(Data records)

****************************************

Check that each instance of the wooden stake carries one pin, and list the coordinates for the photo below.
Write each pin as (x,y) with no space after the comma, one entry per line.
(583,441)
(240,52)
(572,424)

****************************************

Aim of the task:
Reproduce every one of the entries above line for line, changing nothing.

Answer to this problem:
Check that each instance of the wooden stake carries one pin, and list the coordinates for the photo below.
Write each pin as (x,y) with no space after the comma, one entry per line.
(583,441)
(240,52)
(572,424)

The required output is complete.